[EXCERPTED DATA — start]

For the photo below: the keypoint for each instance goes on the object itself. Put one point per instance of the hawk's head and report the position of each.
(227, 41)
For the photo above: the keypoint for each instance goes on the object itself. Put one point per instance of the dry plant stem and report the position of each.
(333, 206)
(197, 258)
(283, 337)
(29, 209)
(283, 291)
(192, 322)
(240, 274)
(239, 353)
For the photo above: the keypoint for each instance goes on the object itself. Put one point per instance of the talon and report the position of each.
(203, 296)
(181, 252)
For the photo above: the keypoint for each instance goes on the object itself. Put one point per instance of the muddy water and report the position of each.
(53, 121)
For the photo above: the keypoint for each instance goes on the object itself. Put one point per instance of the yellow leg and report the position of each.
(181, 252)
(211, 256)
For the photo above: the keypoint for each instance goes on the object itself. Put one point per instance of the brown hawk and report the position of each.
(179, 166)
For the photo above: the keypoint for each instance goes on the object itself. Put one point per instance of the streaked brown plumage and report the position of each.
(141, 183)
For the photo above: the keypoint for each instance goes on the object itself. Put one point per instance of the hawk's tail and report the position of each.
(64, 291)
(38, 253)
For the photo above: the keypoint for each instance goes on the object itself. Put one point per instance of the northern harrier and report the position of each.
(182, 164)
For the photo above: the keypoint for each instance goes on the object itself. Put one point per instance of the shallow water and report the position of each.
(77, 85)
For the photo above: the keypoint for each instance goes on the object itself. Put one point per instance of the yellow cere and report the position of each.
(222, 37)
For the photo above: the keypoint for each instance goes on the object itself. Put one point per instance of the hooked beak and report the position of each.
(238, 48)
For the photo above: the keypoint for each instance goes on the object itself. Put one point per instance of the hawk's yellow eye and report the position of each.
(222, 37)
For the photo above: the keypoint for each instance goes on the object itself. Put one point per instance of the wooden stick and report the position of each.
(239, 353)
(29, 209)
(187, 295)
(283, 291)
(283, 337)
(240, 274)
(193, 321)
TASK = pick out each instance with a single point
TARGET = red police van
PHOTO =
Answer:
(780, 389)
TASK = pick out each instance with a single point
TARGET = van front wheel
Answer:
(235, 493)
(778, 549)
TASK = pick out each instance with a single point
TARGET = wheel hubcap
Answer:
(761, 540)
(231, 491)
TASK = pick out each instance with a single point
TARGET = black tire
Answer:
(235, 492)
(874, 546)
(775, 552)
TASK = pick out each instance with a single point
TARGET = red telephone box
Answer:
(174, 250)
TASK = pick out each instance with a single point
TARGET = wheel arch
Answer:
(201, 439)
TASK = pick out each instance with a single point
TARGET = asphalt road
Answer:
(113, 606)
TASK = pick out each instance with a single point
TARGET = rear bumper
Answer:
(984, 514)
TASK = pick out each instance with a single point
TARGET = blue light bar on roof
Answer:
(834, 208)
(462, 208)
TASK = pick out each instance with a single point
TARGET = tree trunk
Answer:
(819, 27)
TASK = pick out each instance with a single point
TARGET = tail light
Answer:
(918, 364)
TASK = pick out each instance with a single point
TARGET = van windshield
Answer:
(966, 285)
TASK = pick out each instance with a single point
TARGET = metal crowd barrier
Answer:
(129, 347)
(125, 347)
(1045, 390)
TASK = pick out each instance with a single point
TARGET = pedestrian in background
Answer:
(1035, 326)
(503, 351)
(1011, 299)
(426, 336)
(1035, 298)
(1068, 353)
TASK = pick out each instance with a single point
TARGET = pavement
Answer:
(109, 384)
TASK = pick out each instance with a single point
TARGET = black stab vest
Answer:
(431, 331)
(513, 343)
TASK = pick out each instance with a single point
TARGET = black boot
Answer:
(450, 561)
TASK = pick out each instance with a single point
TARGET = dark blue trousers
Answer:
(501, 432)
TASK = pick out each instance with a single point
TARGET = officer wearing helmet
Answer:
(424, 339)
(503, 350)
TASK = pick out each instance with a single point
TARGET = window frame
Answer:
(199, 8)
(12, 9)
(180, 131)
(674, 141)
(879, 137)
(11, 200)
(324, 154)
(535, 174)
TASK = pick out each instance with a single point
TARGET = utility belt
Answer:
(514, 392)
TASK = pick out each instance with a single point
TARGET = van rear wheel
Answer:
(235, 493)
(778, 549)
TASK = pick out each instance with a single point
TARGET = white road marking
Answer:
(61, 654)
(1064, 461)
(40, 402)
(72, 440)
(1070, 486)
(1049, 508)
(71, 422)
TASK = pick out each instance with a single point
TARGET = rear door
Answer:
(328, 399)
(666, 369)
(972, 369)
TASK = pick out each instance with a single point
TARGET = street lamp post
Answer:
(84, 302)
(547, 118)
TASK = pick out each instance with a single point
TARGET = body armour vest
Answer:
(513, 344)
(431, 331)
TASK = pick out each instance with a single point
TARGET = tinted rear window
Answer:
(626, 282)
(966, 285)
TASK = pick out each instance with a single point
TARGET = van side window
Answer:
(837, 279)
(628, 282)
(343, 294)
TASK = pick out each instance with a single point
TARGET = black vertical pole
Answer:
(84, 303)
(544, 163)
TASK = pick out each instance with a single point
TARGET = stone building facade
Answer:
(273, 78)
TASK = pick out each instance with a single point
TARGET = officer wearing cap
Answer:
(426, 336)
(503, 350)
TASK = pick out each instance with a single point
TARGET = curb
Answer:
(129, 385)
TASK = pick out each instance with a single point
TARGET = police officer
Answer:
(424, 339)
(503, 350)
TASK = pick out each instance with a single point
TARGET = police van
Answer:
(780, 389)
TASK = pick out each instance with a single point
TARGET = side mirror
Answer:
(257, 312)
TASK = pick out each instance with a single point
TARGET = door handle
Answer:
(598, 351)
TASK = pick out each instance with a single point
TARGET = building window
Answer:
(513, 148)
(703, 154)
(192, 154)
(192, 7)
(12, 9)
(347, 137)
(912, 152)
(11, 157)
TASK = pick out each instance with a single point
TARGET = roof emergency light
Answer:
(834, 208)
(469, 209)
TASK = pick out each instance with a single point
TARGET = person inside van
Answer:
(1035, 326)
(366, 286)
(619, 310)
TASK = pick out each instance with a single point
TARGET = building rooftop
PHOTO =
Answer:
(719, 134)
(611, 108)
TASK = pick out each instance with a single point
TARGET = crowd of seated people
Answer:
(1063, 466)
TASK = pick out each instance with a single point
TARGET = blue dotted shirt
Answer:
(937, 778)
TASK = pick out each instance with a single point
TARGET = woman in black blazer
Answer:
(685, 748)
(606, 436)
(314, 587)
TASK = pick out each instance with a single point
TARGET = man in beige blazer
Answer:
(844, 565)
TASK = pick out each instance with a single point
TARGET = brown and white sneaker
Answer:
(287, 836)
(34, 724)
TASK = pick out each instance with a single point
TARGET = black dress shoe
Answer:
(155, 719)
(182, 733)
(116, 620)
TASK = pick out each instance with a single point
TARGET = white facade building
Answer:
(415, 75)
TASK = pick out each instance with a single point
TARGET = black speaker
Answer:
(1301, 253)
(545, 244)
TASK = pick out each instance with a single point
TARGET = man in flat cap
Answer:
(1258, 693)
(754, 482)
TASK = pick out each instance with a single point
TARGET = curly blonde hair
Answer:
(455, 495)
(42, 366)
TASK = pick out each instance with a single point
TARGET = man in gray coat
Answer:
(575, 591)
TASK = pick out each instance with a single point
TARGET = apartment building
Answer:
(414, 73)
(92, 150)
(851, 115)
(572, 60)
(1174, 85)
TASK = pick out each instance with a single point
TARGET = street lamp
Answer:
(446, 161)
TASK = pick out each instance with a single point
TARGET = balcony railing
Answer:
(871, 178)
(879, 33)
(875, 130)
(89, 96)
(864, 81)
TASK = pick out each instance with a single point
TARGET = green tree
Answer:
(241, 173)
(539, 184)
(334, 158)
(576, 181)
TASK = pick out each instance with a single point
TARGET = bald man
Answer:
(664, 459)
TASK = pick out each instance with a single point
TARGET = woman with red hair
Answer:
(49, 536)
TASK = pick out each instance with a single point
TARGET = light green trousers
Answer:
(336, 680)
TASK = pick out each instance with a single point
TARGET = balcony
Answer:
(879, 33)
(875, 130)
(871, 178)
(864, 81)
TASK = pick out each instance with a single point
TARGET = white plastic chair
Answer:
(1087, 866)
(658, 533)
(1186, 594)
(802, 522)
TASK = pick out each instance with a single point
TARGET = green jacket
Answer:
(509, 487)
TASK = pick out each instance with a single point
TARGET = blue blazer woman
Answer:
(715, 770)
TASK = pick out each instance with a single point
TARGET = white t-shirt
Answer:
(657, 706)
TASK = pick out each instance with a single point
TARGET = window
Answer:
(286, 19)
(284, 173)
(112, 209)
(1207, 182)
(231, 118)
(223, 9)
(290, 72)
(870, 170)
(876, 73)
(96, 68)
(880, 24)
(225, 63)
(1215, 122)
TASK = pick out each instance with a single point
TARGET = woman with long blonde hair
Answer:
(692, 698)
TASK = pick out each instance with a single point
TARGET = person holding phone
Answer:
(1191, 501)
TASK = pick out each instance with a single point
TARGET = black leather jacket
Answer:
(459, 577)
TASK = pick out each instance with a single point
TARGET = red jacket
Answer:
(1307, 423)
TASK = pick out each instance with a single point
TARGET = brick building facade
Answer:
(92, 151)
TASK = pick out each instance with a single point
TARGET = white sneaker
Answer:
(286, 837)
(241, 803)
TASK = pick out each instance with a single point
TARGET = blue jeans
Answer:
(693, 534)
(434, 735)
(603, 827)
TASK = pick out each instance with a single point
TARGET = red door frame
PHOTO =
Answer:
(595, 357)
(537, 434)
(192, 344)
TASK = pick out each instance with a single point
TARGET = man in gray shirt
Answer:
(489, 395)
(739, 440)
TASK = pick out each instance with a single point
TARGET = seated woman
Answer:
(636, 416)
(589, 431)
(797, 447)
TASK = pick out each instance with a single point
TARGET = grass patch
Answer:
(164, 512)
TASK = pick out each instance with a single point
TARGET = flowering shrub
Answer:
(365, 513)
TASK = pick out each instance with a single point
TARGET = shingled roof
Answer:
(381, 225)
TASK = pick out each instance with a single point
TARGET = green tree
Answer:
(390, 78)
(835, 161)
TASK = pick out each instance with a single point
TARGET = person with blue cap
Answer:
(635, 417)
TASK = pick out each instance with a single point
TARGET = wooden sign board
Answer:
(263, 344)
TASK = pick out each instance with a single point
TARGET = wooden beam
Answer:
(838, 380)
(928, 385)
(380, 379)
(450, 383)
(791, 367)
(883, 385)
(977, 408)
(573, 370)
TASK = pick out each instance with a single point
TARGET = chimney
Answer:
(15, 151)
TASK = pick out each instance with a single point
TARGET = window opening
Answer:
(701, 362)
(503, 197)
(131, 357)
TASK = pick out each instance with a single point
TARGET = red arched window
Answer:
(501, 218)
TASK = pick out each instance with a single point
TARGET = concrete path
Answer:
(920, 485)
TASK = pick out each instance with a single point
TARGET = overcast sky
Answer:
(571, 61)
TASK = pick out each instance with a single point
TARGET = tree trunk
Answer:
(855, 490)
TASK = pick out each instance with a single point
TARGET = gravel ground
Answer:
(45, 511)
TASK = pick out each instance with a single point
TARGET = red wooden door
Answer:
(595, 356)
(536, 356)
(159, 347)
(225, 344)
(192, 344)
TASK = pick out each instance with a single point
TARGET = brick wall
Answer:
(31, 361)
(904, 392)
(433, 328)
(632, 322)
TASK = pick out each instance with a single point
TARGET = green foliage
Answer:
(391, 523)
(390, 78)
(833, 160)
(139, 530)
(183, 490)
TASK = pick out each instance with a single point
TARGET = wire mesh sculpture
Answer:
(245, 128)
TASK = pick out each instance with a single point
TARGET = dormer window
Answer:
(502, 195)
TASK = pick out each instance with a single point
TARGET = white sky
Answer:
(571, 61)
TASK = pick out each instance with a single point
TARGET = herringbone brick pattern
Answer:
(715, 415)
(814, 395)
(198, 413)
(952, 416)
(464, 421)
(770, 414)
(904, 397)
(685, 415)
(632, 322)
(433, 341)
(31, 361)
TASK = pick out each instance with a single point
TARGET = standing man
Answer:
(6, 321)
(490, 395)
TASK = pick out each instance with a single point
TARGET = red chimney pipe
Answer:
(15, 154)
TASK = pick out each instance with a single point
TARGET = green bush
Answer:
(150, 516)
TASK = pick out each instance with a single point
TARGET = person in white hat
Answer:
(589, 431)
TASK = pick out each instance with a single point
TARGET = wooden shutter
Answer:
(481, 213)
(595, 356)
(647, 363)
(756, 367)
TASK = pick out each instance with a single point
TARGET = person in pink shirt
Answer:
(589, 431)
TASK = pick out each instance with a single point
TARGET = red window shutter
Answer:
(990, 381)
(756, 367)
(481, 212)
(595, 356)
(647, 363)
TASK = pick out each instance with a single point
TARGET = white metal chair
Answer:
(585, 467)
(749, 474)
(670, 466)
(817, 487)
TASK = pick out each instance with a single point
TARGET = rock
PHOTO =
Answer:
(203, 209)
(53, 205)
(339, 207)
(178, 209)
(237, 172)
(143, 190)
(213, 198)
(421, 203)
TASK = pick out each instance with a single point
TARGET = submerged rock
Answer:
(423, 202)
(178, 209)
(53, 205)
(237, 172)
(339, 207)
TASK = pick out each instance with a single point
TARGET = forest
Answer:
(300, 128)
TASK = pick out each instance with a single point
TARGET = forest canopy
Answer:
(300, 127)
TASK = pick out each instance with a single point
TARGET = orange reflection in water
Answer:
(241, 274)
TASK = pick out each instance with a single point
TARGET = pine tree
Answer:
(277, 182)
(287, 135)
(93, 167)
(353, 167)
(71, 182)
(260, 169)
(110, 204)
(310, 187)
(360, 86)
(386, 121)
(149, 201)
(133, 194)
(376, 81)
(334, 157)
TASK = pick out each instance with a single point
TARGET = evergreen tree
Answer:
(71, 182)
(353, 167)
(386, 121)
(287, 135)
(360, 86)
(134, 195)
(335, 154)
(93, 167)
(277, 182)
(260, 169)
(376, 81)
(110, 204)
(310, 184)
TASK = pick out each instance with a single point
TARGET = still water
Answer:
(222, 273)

[EXCERPTED DATA — finish]

- _EXERCISE INSTRUCTIONS_:
The answer should be nothing more than the lines from the one with "TARGET = person in pink shirt" through the end of the entries, restated word for word.

- _RESPONSE AREA_:
TARGET = person in pink shirt
Answer:
(589, 431)
TASK = pick out each instance with a single point
TARGET = red window shutter
Answer:
(990, 381)
(756, 367)
(481, 212)
(595, 356)
(647, 363)
TASK = pick out each instance with a single point
TARGET = white metal chair
Answer:
(585, 467)
(749, 474)
(670, 466)
(817, 487)
TASK = pick out each instance with a single point
TARGET = rock
PHOTO =
Answer:
(203, 209)
(53, 205)
(339, 207)
(178, 209)
(237, 172)
(143, 190)
(213, 198)
(421, 203)
TASK = pick out each instance with a single point
TARGET = submerged rock
Answer:
(423, 202)
(178, 209)
(53, 205)
(237, 172)
(339, 207)
TASK = pick out each instance with a single point
TARGET = forest
Answer:
(300, 128)
TASK = pick out each instance with a single point
TARGET = forest canopy
Answer:
(300, 127)
TASK = pick out each instance with a single point
TARGET = orange reflection in water
Answer:
(241, 274)
TASK = pick out each instance with a single point
TARGET = pine tree
Answer:
(277, 182)
(287, 135)
(93, 167)
(353, 167)
(71, 182)
(260, 169)
(110, 204)
(310, 187)
(360, 86)
(386, 121)
(149, 201)
(133, 194)
(376, 81)
(334, 157)
TASK = pick out each instance with a single point
TARGET = evergreen tree
Answer:
(71, 182)
(353, 167)
(386, 121)
(287, 135)
(360, 86)
(134, 195)
(335, 154)
(93, 167)
(277, 182)
(260, 169)
(376, 81)
(110, 204)
(310, 184)
TASK = pick out each instance with a single point
TARGET = still water
Answer:
(222, 273)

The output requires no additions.